■ Lesetext:
—————

Aufstand der Anständigen - Ein kurzer Überblick

Die erste Version vom "Aufstand der Anständigen" gab es im Jahr 2000 nach einem Brandanschlag auf die Synagoge in Düsseldorf. Der damalige Präsident  des Zentralrats der Juden in Deutschland, Paul Spiegel, forderte "ein deutliches Zeichen der Solidarität mit den Juden". Der damalige Bundeskanzler Gerhard Schröder (SPD) reagierte sofort.

  • Der Bundeskanzler besuchte in Begleitung des nordrhein-westfälischen Ministerpräsidenten Wolfgang Clement und Paul Spiegel den Tatort.
  • und sagte dort: "Wir brauchen einen Aufstand der Anständigen, wegschauen ist nicht mehr erlaubt."
  • Zur Erläuterung forderte der Bundeskanzler ein Maß an Zivilcourage zu entwickeln, damit Täter nicht nur kriminalisiert, sondern auch gesellschaftlich isoliert würden.
Ich finde es auffällig, dass der Bundeskanzler die "Entwicklung von Zivilcourage" einforderte und mit gutem Beispiel voran ging. Das unterstellt ein Fehlen von Zivilcourage der Anständigen im Jahr 2000 - Aber auch eine Zuversicht, dass die Anständigen in der Mehrheit sind. Das man sich auch über die Mehrheitsverhältnisse täuschen konnte zeigt ein anderes Beispiel aus jener Zeit.

—————

■ Datenauszug:
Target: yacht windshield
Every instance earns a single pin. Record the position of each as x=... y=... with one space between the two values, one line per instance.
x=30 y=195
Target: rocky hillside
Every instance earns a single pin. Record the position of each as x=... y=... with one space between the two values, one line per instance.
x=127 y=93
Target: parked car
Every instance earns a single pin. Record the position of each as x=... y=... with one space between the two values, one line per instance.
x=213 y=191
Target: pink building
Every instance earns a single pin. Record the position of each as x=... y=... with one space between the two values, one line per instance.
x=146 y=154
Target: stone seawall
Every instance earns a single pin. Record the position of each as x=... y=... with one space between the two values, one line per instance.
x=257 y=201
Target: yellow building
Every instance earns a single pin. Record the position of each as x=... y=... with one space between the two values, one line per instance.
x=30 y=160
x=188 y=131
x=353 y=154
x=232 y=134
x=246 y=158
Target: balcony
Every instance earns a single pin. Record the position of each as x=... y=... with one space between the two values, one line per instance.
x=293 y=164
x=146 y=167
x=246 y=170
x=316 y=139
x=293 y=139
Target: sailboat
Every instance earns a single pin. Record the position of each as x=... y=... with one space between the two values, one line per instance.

—————

■ Aufgabenstellung:
Prüfen Sie, ob die folgenden Aussagen mit dem Text über den Aufstand der Anständigen übereinstimmen, und belegen Sie jede Ja- oder Nein-Antwort mit einem wörtlichen Zitat der entscheidenden Worte.
1. Der Brandanschlag im Jahr 2000 galt der Synagoge in Düsseldorf.
2. Gerhard Schröder besuchte den Tatort ohne Begleitung.
3. Der Bundeskanzler verlangte, Täter ausschließlich zu kriminalisieren.

■ Antwort:
1. Ja: „nach einem Brandanschlag auf die Synagoge in Düsseldorf“
2. Nein: „in Begleitung des nordrhein-westfälischen Ministerpräsidenten Wolfgang Clement und Paul Spiegel“
3. Nein: „damit Täter nicht nur kriminalisiert, sondern auch gesellschaftlich isoliert würden“